___ Information given

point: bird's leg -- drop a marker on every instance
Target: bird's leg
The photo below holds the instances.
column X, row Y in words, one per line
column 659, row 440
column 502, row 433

______
___ Information given

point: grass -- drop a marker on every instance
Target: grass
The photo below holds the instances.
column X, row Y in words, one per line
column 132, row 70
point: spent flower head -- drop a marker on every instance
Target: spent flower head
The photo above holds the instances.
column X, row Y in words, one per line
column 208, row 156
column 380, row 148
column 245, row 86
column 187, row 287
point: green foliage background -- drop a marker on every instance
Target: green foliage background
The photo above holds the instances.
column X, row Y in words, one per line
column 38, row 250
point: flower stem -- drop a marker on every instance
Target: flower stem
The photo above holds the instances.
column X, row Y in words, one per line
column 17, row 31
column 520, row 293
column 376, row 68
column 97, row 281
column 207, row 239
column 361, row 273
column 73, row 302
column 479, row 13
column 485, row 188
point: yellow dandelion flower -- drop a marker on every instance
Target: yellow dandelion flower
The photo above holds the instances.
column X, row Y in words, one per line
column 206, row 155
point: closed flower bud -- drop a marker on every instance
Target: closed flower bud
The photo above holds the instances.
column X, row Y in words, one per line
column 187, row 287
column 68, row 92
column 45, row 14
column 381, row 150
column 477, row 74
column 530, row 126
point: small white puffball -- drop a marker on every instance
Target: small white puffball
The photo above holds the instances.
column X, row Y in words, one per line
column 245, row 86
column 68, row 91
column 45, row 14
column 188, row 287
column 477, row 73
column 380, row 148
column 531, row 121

______

* Exercise directions
Can you retype the lines of the records starting at the one containing "point: yellow dandelion" and ending at the one containing "column 531, row 121", with both of those lines included?

* Result for this task
point: yellow dandelion flower -- drop a marker on every instance
Target: yellow dandelion flower
The photo above holds the instances.
column X, row Y in words, one per line
column 206, row 155
point: closed flower bud -- drop a marker on every instance
Target: closed flower bud
The photo above holds the instances.
column X, row Y in words, one per line
column 187, row 287
column 68, row 92
column 45, row 14
column 381, row 150
column 477, row 74
column 530, row 126
point: small white puffball -- drop a marker on every instance
Target: small white puffball
The photo above holds the instances.
column X, row Y in words, one per line
column 245, row 86
column 68, row 91
column 45, row 14
column 188, row 287
column 477, row 73
column 380, row 148
column 531, row 121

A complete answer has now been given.